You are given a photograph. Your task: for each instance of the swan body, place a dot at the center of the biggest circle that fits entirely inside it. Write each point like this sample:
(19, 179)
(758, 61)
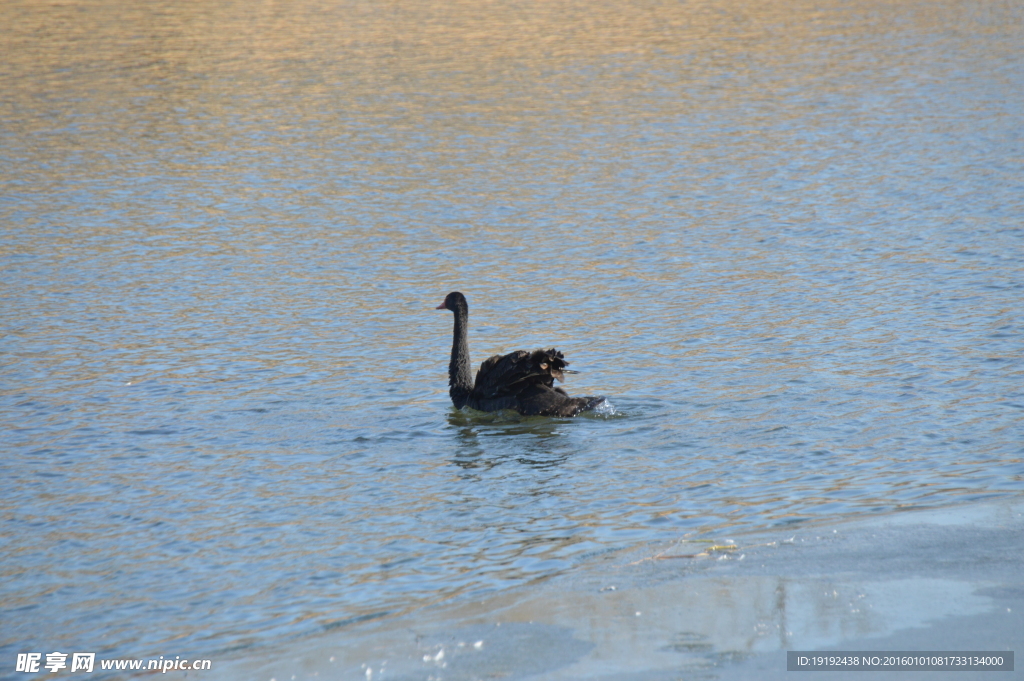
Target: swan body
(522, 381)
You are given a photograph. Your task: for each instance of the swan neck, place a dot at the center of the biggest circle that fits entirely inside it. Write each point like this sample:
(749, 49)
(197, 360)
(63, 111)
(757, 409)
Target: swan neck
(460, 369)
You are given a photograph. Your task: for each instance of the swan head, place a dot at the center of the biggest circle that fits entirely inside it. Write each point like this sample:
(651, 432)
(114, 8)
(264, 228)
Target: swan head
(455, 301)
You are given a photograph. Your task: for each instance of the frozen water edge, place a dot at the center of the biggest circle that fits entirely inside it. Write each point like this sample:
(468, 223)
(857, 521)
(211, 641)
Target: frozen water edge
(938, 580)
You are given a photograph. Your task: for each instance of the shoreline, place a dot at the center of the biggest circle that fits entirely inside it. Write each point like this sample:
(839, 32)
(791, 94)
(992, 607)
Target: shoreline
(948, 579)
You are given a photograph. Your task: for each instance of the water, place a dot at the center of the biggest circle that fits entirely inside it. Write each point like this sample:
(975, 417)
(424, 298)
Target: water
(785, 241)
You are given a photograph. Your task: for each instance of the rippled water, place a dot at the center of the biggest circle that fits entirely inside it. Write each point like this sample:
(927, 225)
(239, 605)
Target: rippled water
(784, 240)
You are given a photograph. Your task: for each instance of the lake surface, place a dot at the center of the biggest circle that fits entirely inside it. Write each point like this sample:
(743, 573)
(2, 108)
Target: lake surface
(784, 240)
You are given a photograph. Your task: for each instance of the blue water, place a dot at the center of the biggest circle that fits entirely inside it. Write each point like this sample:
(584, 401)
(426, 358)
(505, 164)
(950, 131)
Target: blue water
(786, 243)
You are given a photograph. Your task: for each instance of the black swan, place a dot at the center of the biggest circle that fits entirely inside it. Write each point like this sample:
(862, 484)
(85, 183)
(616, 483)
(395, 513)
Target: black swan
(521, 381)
_ _ _
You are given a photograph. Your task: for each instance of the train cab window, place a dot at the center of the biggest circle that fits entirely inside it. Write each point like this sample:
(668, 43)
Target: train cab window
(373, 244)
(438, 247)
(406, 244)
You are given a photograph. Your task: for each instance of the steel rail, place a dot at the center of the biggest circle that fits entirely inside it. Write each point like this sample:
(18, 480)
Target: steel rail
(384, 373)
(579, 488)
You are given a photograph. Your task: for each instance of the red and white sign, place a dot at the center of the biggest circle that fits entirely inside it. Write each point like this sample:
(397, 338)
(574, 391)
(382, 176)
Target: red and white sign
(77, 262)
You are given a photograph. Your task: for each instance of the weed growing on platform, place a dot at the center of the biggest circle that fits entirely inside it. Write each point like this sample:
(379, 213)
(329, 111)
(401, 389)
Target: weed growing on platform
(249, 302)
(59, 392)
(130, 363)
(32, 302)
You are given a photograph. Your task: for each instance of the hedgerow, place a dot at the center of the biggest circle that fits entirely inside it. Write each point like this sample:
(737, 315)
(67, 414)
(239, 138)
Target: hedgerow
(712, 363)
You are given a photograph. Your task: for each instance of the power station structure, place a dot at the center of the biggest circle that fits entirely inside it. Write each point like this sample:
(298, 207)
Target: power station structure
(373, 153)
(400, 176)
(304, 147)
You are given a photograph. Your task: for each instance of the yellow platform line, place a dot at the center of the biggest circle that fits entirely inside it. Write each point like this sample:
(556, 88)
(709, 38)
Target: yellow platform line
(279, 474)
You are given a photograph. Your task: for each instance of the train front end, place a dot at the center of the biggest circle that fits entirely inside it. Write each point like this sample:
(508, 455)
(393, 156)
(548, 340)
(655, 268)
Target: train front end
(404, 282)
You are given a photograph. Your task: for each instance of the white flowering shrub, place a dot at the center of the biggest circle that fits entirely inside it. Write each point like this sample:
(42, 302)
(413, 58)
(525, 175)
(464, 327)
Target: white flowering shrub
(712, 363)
_ _ _
**Task objective**: Beginning with the line holding "the train cab" and ending with the line holding "of the steel", write out the stretch of material above exactly; add no further lines.

**Written answer**:
You are given a photograph. Your task: for each instance of the train cab window, place a dot at the center of the biggest circle that fits entirely inside it. Write each point like this sample:
(668, 43)
Target: train cab window
(373, 244)
(438, 247)
(406, 244)
You are given a photograph. Your task: for each instance of the steel rail, place a dot at the center of the biggest circle that fits entirely inside it. Write each point like this sample:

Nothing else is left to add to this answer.